## begin Provided records
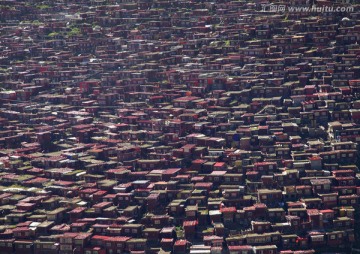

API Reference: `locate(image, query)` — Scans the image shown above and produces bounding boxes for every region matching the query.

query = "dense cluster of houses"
[0,0,360,254]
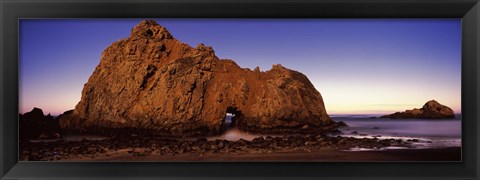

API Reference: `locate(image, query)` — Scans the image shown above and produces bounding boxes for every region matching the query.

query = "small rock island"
## end Provided records
Reproduce all of the items with "produces" swapped for "returns" wherever it occurs, keeping everything else identical. Omit the pictures.

Task output =>
API Reference: `locate(image, query)` — Scans the image shown above and returns bounding boxes for every region matching the query.

query = "dense cluster of houses"
[0,0,360,254]

API Reference: `locate(image, query)` — Scans the image shown above and returns bounding boxes for every region matching the query.

query = "small rock island"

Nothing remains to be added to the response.